§ **Extrait**
>>>

Humble professeur de musique dans un collège, Joe Gardner semble avoir décroché la lune : il va pouvoir enfin réaliser son rêve en accompagnant sur scène un quartet de jazz renommé. Mais une mauvaise chute l’entraîne tout droit dans le « grand avant », sorte de purgatoire cotonneux où, sur un malentendu, une âme en devenir lui est confiée.

Le sourire pointe dès les premières notes volontairement éraillées du fameux générique disneyen. Pas facile de garder son sérieux et la foi éducative face à des élèves qui n’ont pour seule aspiration que d’être ailleurs. Alors qu’on lui offre la sécurité de l’emploi, Monsieur Gardner craint de se perdre s’il opte pour cette facilité. Mais son destin funèbre l’arrête sur le chemin d’un esprit éthéré qui se refuse de naître. Numéro 22, le réfractaire, n’en est pas à son premier mentor poussé au désespoir : Lincoln et Jung se sont arraché barbe et moustache, Marie-Antoinette en a perdu la tête, quant à Gandhi, comme Mère Teresa, il ne l’a pas supporté. Confronté à ce « no body », Joe va-t-il réussir à recouvrer son corps ?

Dans un mélange musical, poétique et philosophique très convaincant, Pixar s’interroge sur l’existence : Y a-t-il une vie après la mort ? Une vie avant la vie ? A quoi je sers ? Passion, vocation ou ambition suffisent-ils pour me combler ? Et si je me contentais d’être un chat ? Samare et tranche de pizza ont-elles un sens ? Des réponses qu’un guide ou une main tendue pourraient inspirer.

Cet « âme stram gram » aux graphismes chatoyants et confortables rappelle beaucoup les sentiments de Vice versa,autre grande réussite du studio éclairé. La préadolescente est devenue un homme qui se cherche encore. Redite ou plagiat plutôt que continuité médiront certains. Pourquoi hésiter devant une telle rhapsodie en couleurs qui nous encourage à en savourer chaque minute ? Pour son 25e anniversaire, Pixar souffle une bougie étincelante qui n’aura malheureusement pas l’honneur de réchauffer les écrans de cinéma. La souris aux grandes oreilles n’est plus qu’un rat.

<<<

§ **Listing des données**
>>>

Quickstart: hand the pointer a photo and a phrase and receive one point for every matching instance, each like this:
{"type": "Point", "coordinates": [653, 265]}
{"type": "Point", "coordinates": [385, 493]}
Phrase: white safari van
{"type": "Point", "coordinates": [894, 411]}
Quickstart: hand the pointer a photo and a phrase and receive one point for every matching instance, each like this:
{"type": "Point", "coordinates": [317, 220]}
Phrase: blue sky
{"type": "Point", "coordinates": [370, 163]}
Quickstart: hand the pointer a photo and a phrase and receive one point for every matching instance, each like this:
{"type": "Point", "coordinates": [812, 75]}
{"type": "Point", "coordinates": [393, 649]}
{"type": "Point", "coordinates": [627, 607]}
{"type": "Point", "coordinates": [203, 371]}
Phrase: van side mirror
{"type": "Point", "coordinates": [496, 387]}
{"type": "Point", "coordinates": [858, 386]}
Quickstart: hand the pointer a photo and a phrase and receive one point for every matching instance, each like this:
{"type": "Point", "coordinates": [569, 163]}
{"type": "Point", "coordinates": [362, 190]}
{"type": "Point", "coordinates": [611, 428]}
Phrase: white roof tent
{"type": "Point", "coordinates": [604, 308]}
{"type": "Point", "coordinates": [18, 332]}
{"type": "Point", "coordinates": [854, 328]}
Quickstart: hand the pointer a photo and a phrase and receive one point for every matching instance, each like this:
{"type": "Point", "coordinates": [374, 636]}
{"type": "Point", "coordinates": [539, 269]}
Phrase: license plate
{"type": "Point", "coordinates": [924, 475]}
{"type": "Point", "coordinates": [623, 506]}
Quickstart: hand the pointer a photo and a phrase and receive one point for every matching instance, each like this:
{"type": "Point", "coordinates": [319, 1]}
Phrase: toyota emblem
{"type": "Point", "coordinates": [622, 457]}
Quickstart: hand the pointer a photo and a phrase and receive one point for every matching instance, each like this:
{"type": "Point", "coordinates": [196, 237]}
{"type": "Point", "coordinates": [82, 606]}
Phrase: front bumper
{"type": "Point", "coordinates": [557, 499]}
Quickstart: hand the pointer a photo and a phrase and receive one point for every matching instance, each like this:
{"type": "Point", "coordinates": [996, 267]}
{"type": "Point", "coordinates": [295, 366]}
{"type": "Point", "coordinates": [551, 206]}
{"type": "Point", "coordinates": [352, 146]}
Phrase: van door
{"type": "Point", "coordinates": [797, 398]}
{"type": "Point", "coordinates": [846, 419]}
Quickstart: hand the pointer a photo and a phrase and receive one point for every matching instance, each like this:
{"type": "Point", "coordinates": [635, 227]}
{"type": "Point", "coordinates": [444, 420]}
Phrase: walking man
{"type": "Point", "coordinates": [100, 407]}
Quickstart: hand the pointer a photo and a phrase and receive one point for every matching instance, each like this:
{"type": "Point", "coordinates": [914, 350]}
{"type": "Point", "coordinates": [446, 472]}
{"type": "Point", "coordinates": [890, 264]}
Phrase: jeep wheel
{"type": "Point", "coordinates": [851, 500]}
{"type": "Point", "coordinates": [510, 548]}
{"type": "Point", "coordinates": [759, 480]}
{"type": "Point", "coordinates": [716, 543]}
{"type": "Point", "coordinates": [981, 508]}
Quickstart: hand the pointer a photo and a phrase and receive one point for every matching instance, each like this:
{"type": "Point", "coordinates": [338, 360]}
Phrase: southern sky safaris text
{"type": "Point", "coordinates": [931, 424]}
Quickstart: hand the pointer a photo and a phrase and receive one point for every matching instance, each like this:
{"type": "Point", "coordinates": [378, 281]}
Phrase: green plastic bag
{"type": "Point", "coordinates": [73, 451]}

<<<

§ **Consignes**
**a.** Veuillez recopier à l'identique le passage de la critique qui s'ouvre sur les mots contenant « Dans un mélange » et se clôt sur « tendue pourraient inspirer. ».
**b.** Quel métier exerce Joe Gardner d'après la critique ?
**c.** Pour chacune des affirmations suivantes, indiquez par oui ou non si elle concorde avec la critique, en citant les mots décisifs : (i) Numéro 22 consent volontiers à naître ; (ii) la critique rapproche le film de Vice versa ; (iii) le film sera projeté dans les salles de cinéma.

§ **Corrigé détaillé**
**a.**
Dans un mélange musical, poétique et philosophique très convaincant, Pixar s’interroge sur l’existence : Y a-t-il une vie après la mort ? Une vie avant la vie ? A quoi je sers ? Passion, vocation ou ambition suffisent-ils pour me combler ? Et si je me contentais d’être un chat ? Samare et tranche de pizza ont-elles un sens ? Des réponses qu’un guide ou une main tendue pourraient inspirer.

**b.** Il est professeur de musique dans un collège.

**c.**
(i) Non : « un esprit éthéré qui se refuse de naître ».
(ii) Oui : « rappelle beaucoup les sentiments de Vice versa ».
(iii) Non : « n’aura malheureusement pas l’honneur de réchauffer les écrans de cinéma ».